* Brano fornito *

========================

Teszler Lucia
RUMI’s
World , the Life and Work of the great Sufi Poet di Annemarie Schimmel
Rumi è uno dei più importanti
personaggi della mistica sufi medievale, onorato ancora oggi, non solo in
Turchia, dove è morto, ma in tutto il mondo. In Europa Occidentale i suoi versi
sono arrivati grazie alle traduzioni degli orientalisti tedeschi e inglesi
dell'Ottocento. In Italia fu tradotto prima da Italo Pizzi (1894), poi da
Alessandro Bausani (1980) e in seguito sono state pubblicate anche altre
collezioni delle sue poesie prese dal Diwan. La traduzione completa della sua
opera magna, il Mathnavi, la dobbiamo a Gabriel Mandel Khan, che offre una
traduzione fedele alla lettera dell'opera e, nell'introduzione, spiega il senso
spirituale delle tappe della danza sacra che caratterizza questa tariqa
sufi, il Sama.
Atatürk vietò il Sama e
chiuse le tariqa in Turchia, nel tentativo di soddisfare le potenze
europee, che all'epoca consideravano la religione una fase da superare nello
sviluppo della società. Tuttavia, nel 1954 a Konya, il Sama riprese, e gli
strumenti musicali, ben nascosti fino ad allora, ricomparvero. Questo momento
di risveglio rappresenta il punto di avvio del libro che intendo recensire.

========================

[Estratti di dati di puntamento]

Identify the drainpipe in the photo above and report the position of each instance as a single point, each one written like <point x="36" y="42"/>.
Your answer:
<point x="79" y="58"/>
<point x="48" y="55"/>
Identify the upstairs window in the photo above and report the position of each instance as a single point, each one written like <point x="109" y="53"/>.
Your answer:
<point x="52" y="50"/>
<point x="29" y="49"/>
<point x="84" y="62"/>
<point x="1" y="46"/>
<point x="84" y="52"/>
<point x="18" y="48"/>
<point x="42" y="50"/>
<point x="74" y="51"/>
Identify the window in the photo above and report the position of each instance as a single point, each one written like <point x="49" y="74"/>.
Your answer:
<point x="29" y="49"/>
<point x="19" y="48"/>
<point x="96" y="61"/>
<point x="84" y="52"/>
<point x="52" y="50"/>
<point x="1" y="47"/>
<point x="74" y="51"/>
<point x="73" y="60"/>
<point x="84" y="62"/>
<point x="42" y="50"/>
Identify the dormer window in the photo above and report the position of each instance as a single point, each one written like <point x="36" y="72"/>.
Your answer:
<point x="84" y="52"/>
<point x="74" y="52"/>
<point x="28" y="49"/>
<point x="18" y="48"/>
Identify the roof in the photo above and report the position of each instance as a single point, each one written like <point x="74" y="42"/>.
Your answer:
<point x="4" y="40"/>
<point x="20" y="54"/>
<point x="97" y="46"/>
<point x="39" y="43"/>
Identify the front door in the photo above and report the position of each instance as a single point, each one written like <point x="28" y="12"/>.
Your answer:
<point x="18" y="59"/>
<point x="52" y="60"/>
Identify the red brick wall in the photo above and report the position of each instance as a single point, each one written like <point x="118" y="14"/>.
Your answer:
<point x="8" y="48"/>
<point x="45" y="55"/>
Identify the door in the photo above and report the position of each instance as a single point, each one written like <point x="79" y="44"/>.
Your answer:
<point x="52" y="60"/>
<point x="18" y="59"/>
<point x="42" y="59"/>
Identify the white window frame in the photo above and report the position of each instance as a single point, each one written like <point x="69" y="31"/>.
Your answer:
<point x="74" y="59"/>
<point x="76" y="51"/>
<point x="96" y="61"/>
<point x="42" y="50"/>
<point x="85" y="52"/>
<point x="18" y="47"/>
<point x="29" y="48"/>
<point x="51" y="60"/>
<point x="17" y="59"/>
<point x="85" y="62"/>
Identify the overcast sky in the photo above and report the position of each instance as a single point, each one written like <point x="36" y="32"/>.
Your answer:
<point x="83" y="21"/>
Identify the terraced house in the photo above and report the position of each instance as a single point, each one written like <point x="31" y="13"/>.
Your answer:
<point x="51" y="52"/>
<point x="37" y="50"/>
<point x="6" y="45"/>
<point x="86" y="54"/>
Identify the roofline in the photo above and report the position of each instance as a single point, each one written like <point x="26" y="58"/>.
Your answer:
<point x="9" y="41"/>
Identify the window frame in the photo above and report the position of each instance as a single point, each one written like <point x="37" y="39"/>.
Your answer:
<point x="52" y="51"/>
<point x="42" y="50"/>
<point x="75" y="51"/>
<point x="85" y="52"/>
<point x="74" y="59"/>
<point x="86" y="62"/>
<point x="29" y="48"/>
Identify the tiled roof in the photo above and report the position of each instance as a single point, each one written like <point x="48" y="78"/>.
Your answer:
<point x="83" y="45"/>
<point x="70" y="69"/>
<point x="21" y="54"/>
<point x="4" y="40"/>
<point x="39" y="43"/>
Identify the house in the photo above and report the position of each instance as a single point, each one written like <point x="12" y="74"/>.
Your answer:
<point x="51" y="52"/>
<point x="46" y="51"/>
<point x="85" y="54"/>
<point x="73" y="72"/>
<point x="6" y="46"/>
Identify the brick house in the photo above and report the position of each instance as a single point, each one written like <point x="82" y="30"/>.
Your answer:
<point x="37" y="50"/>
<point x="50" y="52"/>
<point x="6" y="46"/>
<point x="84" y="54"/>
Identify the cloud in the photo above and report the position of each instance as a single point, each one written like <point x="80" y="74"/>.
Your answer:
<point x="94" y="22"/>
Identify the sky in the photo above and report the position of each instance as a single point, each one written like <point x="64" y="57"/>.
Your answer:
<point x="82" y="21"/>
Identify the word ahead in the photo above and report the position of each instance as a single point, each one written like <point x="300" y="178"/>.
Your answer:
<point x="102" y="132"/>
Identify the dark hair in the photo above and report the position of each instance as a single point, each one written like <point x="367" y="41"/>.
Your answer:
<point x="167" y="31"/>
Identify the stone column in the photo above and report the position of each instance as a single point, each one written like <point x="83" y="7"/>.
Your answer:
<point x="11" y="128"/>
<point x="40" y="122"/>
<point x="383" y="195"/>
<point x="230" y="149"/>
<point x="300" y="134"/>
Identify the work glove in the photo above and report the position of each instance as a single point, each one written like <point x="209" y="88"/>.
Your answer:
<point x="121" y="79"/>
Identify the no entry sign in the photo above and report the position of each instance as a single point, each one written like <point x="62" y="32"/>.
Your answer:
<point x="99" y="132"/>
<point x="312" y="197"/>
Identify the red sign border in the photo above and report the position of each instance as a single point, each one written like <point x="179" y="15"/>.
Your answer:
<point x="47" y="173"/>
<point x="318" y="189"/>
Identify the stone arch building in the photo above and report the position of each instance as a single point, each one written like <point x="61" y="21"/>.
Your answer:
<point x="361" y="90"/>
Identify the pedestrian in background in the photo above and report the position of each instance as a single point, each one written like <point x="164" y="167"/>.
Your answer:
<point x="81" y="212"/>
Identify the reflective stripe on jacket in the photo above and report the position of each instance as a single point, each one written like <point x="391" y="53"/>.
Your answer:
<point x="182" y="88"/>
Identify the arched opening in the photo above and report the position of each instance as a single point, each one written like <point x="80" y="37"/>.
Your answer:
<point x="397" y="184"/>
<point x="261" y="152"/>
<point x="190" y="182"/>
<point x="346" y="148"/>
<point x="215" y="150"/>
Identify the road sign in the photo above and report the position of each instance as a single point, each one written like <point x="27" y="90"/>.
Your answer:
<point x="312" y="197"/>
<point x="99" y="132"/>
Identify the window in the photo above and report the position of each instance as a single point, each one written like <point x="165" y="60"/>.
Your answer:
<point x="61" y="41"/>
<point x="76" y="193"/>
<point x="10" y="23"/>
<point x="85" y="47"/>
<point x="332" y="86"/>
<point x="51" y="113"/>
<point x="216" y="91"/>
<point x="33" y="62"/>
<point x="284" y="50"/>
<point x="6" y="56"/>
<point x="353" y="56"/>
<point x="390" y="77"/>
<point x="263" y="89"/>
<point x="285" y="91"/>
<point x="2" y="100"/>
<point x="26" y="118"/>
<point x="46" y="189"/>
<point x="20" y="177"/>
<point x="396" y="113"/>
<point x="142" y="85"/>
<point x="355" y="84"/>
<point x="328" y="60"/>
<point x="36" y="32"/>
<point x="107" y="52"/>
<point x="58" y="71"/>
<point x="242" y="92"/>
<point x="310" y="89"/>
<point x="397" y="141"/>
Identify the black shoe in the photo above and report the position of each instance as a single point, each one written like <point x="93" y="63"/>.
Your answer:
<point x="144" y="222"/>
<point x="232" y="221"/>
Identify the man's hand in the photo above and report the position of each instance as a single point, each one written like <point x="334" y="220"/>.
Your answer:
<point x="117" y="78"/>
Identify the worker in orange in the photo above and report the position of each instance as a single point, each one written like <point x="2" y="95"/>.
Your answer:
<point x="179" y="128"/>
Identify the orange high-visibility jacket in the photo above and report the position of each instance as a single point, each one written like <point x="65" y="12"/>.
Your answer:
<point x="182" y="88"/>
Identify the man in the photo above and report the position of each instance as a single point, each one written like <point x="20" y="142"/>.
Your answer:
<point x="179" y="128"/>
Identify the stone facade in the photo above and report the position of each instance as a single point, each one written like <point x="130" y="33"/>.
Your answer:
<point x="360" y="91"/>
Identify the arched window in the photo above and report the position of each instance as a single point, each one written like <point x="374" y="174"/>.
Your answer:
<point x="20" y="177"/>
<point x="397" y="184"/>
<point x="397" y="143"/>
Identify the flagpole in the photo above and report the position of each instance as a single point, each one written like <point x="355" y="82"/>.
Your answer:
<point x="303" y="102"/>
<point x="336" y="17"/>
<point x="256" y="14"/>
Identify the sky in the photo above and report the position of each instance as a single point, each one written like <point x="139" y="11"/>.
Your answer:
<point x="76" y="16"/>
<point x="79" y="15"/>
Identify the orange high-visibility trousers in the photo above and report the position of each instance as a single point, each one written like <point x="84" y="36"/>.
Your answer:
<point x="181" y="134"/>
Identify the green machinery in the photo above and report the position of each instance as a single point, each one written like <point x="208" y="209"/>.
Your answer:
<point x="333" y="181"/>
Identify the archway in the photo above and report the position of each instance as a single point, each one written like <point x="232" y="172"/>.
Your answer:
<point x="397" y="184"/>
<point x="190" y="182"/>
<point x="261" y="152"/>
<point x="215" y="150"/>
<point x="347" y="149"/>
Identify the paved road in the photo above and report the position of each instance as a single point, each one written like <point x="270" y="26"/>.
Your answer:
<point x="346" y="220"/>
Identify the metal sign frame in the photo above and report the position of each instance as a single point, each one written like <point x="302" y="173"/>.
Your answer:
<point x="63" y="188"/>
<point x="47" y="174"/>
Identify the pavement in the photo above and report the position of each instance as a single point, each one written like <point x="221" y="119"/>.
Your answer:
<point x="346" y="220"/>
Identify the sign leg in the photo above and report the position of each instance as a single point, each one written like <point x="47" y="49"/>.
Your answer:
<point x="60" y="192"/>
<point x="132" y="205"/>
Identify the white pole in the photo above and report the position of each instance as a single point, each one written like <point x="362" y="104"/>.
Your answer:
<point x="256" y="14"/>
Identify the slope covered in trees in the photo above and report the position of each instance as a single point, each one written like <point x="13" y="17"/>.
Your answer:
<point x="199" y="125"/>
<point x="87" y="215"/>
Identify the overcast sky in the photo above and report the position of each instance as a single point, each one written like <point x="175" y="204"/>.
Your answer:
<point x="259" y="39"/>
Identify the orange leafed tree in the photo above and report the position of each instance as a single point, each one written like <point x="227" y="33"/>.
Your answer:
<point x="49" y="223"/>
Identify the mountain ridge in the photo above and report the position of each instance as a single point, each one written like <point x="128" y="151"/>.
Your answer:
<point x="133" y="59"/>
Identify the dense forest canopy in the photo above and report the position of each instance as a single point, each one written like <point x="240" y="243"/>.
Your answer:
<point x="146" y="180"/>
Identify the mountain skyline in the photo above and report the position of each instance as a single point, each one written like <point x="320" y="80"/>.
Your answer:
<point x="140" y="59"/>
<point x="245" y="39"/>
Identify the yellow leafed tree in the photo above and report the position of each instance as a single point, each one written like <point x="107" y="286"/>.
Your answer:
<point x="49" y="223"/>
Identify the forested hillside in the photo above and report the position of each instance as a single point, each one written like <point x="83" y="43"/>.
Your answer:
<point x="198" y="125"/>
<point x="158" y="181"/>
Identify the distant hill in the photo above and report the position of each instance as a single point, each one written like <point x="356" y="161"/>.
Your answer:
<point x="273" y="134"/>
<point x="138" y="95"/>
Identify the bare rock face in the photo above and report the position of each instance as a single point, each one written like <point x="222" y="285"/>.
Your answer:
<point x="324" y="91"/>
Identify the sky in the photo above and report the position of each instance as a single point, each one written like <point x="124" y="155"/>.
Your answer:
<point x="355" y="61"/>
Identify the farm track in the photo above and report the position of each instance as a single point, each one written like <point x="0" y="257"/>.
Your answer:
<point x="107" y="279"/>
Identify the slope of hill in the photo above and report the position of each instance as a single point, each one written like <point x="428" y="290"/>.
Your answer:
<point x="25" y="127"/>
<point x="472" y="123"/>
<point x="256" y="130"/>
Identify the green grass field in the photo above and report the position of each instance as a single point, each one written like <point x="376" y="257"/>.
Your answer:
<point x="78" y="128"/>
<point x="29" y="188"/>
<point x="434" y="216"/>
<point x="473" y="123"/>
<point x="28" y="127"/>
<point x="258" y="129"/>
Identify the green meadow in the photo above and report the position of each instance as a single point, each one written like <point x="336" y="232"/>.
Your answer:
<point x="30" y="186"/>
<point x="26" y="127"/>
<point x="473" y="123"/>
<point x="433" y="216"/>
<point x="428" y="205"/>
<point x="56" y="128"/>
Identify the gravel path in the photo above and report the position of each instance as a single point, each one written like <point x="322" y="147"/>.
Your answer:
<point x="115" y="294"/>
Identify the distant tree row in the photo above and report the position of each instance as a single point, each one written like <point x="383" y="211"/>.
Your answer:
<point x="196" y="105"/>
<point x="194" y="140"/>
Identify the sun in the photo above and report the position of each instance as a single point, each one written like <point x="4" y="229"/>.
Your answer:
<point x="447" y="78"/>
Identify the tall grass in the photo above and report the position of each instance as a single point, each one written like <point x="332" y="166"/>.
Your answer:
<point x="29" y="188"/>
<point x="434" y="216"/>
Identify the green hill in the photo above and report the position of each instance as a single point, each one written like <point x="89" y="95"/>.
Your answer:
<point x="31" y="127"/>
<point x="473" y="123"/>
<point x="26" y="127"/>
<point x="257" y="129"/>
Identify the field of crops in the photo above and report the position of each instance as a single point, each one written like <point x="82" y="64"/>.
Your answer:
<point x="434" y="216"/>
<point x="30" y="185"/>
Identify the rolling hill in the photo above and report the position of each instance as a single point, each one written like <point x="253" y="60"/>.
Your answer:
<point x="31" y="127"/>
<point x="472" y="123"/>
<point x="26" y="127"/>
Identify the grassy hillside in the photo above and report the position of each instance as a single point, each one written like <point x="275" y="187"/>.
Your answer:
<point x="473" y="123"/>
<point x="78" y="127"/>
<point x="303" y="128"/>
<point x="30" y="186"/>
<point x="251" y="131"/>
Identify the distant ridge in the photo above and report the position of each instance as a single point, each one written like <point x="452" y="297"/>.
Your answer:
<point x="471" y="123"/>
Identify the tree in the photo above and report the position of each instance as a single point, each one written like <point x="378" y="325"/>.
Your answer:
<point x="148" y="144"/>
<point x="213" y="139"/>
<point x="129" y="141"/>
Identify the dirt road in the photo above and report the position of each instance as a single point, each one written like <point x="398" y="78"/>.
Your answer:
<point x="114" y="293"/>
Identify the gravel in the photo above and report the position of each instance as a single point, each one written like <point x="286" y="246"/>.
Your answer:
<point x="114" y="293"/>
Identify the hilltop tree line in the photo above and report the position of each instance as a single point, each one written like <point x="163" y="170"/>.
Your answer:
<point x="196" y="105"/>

========================

* Da svolgere *
1. Rispondi alle domande seguenti sul brano su Rumi.
(a) Chi tradusse Rumi per primo in Italia, e in che anno?
(b) A chi si deve la traduzione completa del Mathnavi?
(c) In quale anno e in quale città riprese il Sama?
2. Per favore, trascrivi dal brano su Rumi la parte che si apre con le parole "Atatürk vietò il" e si chiude con "che intendo recensire.".

* Risultati *
1.
(a) Italo Pizzi, nel 1894.
(b) A Gabriel Mandel Khan.
(c) Nel 1954, a Konya.

2.
Atatürk vietò il Sama e
chiuse le tariqa in Turchia, nel tentativo di soddisfare le potenze
europee, che all'epoca consideravano la religione una fase da superare nello
sviluppo della società. Tuttavia, nel 1954 a Konya, il Sama riprese, e gli
strumenti musicali, ben nascosti fino ad allora, ricomparvero. Questo momento
di risveglio rappresenta il punto di avvio del libro che intendo recensire.